--- start of PASSAGE PROVIDED ---

Although already a qualified military parachutist and, as a chaplain, exempt from the requirement to undergo the arduous physical and mental selection process known as “P” Company, Abram insisted on completing the course, and so his credibility with the Paras (whose private soldiers are known as “Toms”) was further enhanced. He was very much in the mould of the Rev Fraser McCluskey, the “Parachuting Padre”, and those brave chaplains who went before him in the Second World War, who dropped at Arnhem and volunteered to stay behind with the wounded when capture was inevitable.
He soon established a reputation for his hands-on approach and ability to get on with everybody. Soldiers trusted him and were able to share their concerns with him. Soon after his arrival, the battalion went on exercise in appalling weather in Wales. Abram immediately joined the forward companies, in his characteristic garb of camouflage parachute-smock and clerical collar, going from slit trench to slit trench chatting with the soldiers and passing any news, or post, that he had obtained from Battalion HQ.
He was not averse to picking up a pick or shovel to dig in the Regimental Aid Post or erect its tentage, and was remembered for always being able to produce an onion or something to make the combat rations more palatable.
On one exercise he volunteered to be the casualty during a practice for night-evacuation. He was wrapped in a blanket on a stretcher and taken to the Aid Post. When the sergeant shone his torch to examine him and realised who it was, he exclaimed: “Jesus Christ!” “No,” Abram replied. “Only his representative.” He used this to start off many a sermon.
He subsequently served two tours in 3 Para, with a total of seven years in Aldershot, Malta and Northern Ireland and on a busy schedule of exercises in many parts of the world.

--- end of PASSAGE PROVIDED ---

- TASK INSTRUCTIONS -
Answer these questions from the passage about the chaplain Abram:
1. What are the private soldiers of the Paras known as?
2. What was the weather like when the battalion went on exercise in Wales?
3. How many years in total did Abram serve over his two tours in 3 Para?
You won't need the listing.

--- start of PROVIDED DATA ---

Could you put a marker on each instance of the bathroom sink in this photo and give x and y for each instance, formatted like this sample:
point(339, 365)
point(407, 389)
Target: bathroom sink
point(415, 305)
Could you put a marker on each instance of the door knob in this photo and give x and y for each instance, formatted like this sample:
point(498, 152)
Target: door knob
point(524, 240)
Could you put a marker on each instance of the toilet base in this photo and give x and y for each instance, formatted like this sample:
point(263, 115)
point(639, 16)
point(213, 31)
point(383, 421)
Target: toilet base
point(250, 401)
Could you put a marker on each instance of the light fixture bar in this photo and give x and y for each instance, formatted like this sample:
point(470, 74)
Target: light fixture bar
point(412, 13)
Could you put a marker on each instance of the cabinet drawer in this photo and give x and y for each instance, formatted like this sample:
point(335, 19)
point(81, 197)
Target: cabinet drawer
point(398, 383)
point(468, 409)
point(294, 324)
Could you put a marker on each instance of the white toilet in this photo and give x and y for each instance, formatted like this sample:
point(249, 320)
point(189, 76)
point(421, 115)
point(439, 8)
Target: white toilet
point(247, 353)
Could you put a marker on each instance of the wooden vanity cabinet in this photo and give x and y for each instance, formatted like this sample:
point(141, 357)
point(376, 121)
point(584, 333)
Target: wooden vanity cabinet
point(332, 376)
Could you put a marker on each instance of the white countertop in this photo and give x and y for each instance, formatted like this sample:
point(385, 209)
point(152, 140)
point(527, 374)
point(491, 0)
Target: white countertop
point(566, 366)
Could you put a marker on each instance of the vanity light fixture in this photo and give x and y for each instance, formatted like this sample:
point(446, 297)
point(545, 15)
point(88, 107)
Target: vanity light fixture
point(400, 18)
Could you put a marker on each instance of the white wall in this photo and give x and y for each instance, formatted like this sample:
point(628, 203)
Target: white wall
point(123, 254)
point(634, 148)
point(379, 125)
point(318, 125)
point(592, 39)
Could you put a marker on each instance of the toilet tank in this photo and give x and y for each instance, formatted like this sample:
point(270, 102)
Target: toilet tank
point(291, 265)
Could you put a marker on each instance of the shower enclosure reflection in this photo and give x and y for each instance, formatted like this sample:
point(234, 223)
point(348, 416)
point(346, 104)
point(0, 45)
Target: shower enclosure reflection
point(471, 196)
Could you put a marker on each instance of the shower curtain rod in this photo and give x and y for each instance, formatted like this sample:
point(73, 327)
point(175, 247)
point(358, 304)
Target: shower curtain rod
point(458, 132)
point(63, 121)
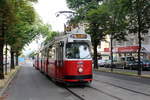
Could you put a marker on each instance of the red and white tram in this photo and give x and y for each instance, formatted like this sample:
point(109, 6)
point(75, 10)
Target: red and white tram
point(67, 58)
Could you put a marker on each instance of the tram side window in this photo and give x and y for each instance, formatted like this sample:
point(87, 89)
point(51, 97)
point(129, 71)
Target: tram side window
point(78, 51)
point(52, 52)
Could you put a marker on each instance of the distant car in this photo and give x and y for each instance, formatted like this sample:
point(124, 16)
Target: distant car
point(101, 63)
point(107, 63)
point(129, 61)
point(145, 64)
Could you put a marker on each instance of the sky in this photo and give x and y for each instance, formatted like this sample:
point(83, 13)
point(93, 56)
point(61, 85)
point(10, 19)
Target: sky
point(47, 9)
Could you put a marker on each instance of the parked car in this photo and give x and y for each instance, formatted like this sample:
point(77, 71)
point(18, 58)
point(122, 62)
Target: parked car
point(129, 62)
point(107, 63)
point(146, 64)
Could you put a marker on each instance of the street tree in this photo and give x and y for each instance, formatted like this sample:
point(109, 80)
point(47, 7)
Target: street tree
point(6, 17)
point(139, 22)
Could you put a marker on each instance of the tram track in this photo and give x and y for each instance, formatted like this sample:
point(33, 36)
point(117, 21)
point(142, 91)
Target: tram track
point(105, 93)
point(130, 90)
point(75, 94)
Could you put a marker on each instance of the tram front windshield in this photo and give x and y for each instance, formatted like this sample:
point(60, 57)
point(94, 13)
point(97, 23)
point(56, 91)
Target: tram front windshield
point(78, 51)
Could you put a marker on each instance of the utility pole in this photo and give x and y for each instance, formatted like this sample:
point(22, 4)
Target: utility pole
point(2, 28)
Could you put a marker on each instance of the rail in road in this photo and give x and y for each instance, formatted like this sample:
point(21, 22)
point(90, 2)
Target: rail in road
point(145, 94)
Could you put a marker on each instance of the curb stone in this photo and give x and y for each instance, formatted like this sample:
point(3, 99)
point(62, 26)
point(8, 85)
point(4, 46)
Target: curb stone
point(9, 81)
point(142, 76)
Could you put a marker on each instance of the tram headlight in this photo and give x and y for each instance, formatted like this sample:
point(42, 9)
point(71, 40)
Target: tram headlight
point(80, 70)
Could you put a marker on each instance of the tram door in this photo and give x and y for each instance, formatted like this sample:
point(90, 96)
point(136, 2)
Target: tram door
point(59, 60)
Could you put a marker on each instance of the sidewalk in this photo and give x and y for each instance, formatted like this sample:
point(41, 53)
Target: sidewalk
point(145, 74)
point(8, 78)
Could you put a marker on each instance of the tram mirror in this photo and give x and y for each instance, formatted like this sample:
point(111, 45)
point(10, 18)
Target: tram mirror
point(61, 43)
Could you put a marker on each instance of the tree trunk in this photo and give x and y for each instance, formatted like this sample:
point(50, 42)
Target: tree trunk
point(111, 53)
point(1, 48)
point(95, 56)
point(6, 59)
point(139, 36)
point(12, 58)
point(16, 59)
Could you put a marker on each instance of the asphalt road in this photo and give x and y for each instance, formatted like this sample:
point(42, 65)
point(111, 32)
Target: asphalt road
point(30, 84)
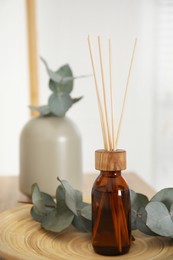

--- end of PROVIDED DATA ---

- EXERCISE SOLUTION -
1. Toms
2. Appalling
3. Seven years